**PASSAGE SHOWN:**
################

The club operates out of four aircraft hangars. One of the aging hangars houses tools, equipment and active projects. The others contain overflow equipment and completed projects. Parts equipment and future projects more than fill a boneyard just outside, and a practice track provides a “test course” for restoration projects.
As much as club members enjoy working with old iron, they also enjoy showing it off. The club participates in area shows and events each year, operating and displaying vintage equipment. Although the club is based in property on the edge of campus, members miss no opportunity to increase their visibility. When the university built a new visitors center in 1989, club members – and their Holt 75, complete with a John Deere 8-bottom plow dating to 1910 – participated in the groundbreaking festivities.
Lack of funding has not cut into the club’s raw material. Students, alumni and friends of the group have gathered literally tons of equipment from all over California.
“We have four buildings full, and a full boneyard,” Victor says. “We’ll find somebody who agrees to donate something to the program, and then they’ll say ‘If you want this, you’ve got to take it all.'”
The club’s collection of more than 500 pieces of equipment spans the range from garden variety to collector’s treasures. Among the prizes: a 1918 Holt 75 (with 30-inch pads instead of the standard 24″) for soft fields, like rice; a replica of an 1831 McCormick Reaper; a 1915 Russell 30-60 gasoline tractor; and two tractors wearing serial number 1 on their plates: Caterpillar’s first RD6 series tractor, and Caterpillar’s first diesel tractor (a diesel 60 dating to 1931). The latter is about to undergo restoration.

################

**RAW RECORDS:**
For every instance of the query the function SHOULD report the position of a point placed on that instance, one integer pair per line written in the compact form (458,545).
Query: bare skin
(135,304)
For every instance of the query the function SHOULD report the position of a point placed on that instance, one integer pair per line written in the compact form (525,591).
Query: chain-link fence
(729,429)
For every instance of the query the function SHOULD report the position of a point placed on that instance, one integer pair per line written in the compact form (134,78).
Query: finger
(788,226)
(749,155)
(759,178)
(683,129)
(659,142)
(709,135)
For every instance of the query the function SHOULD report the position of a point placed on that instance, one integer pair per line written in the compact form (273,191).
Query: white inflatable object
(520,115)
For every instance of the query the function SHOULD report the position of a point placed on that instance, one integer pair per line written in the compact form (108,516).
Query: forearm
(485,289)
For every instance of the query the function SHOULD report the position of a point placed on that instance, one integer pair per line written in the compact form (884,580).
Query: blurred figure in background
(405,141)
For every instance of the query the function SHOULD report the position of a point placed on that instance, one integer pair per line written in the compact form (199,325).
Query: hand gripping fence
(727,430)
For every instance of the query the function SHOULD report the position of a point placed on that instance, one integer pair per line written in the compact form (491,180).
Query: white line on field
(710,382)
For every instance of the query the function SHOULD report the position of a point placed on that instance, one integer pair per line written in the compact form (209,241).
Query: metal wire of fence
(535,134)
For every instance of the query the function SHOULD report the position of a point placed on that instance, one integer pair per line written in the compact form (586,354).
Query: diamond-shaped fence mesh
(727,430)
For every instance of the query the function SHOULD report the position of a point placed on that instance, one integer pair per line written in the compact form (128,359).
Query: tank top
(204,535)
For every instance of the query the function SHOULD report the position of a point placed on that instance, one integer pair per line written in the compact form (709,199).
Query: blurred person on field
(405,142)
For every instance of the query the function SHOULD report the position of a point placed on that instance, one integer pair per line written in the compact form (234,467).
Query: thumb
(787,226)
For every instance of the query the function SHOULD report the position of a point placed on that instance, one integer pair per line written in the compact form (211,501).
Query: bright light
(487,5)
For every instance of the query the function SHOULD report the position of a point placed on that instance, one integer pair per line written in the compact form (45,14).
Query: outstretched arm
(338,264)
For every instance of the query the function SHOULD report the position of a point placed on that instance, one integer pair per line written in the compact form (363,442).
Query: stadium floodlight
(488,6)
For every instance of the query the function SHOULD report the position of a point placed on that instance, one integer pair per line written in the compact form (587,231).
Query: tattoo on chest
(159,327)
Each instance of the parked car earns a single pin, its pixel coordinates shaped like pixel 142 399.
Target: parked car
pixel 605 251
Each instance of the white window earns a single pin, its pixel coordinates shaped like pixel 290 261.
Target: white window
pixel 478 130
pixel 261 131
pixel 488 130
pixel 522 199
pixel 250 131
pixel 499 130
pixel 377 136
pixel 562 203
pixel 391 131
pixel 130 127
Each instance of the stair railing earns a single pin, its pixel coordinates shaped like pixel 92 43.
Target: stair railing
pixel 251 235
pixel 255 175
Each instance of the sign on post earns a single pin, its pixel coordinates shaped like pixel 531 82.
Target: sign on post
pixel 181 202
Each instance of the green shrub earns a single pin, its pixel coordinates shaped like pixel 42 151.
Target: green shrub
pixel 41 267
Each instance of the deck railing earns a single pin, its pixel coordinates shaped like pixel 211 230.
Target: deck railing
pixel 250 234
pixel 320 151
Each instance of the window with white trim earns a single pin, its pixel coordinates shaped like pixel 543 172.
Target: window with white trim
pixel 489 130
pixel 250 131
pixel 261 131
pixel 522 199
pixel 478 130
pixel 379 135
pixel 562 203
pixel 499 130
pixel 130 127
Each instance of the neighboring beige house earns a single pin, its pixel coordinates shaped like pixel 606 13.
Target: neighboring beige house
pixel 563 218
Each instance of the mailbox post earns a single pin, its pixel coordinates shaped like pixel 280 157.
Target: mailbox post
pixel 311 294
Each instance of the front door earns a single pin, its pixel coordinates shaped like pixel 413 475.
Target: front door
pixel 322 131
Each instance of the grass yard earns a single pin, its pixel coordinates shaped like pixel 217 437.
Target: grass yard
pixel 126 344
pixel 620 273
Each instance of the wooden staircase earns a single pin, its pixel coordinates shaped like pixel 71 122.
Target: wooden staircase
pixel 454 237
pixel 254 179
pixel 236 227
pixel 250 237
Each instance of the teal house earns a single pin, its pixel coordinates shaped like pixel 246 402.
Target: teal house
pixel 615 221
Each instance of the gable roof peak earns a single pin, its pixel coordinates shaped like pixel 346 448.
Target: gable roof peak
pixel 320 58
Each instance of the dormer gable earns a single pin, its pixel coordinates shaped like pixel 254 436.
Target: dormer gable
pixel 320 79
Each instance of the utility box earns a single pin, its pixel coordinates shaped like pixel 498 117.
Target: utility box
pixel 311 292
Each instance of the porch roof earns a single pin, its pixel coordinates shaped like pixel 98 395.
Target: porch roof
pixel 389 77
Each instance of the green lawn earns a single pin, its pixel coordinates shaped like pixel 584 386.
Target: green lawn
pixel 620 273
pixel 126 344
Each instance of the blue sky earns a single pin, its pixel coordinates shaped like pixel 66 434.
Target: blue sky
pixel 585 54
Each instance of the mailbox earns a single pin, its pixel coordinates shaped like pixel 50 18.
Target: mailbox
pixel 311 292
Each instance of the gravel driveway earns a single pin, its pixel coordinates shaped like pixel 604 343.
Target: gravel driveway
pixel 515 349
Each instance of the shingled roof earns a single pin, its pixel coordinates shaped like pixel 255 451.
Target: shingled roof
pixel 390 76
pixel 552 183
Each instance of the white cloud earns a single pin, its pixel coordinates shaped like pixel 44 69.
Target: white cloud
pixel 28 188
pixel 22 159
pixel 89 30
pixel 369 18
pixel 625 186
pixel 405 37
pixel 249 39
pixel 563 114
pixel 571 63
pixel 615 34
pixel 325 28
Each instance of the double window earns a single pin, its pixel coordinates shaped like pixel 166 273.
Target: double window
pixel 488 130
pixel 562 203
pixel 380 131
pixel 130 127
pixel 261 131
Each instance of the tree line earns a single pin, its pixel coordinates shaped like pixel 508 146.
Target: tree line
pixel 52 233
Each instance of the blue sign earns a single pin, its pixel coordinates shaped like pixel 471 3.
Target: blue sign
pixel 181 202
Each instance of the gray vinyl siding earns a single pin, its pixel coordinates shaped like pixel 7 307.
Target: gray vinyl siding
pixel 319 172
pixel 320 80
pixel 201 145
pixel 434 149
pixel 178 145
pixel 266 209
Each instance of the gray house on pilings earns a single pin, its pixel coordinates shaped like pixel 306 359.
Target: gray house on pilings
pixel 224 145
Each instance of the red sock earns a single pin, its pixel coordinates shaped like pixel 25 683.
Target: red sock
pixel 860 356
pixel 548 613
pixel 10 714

################

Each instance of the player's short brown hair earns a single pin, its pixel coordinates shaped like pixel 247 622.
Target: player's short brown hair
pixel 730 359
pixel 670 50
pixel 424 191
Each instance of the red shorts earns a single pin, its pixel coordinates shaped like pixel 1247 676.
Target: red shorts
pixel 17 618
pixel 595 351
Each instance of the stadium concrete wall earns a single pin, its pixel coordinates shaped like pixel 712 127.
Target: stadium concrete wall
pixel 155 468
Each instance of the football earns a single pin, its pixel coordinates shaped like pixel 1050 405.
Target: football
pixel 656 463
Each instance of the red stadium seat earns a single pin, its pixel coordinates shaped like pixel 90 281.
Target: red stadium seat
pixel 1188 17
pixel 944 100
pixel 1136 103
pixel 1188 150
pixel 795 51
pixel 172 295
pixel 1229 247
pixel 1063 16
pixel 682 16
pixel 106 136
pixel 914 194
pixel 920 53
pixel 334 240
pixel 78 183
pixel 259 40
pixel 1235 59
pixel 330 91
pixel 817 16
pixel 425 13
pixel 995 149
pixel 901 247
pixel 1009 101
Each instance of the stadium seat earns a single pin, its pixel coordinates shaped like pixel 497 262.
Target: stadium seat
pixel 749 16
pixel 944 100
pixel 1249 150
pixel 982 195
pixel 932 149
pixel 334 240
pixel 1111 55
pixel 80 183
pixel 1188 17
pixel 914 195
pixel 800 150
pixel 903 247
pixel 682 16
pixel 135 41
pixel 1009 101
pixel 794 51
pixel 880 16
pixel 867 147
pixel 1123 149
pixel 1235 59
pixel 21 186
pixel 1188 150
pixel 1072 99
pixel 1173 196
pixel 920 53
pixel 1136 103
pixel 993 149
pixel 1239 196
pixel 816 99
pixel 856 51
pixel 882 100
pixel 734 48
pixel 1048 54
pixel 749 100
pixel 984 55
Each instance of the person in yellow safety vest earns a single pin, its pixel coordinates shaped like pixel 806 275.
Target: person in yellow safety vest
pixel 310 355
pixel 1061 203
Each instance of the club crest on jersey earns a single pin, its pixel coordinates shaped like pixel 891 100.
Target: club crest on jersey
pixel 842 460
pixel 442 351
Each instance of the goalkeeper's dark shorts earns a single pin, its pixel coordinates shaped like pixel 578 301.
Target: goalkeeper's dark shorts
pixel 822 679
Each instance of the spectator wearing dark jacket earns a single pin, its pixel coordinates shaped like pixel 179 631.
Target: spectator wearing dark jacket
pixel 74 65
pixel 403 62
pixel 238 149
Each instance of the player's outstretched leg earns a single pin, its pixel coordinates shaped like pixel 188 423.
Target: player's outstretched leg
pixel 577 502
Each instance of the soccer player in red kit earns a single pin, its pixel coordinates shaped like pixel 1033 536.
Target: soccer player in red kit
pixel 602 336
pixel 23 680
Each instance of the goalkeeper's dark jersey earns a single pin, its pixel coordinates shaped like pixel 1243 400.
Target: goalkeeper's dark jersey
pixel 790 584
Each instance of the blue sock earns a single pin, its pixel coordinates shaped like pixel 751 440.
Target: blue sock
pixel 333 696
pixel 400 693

################

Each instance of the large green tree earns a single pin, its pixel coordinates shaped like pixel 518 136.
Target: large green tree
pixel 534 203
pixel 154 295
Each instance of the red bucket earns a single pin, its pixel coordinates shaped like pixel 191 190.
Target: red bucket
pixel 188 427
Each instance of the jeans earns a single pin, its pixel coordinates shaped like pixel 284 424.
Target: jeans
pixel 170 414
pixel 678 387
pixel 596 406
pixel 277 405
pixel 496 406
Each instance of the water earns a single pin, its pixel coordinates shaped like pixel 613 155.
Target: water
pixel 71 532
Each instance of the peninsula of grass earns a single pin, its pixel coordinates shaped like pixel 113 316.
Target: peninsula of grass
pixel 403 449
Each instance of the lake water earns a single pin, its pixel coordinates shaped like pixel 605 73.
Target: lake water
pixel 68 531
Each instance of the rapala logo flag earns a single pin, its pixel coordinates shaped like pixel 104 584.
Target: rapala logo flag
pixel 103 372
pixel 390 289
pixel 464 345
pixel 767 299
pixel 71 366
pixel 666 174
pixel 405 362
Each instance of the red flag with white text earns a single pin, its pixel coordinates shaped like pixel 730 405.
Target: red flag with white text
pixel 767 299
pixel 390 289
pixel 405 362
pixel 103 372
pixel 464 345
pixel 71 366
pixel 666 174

################

**REQUIRED TASKS:**
1. According to the passage about the vintage equipment club, how many aircraft hangars does the club operate out of?
2. In the passage about the vintage equipment club, rewrite the part that opens with "Lack of funding" and closes with "all over California.", changing "raw material" to "supply of machinery".

**OUTPUTS BY TASK:**
1. Four

2.
Lack of funding has not cut into the club’s supply of machinery. Students, alumni and friends of the group have gathered literally tons of equipment from all over California.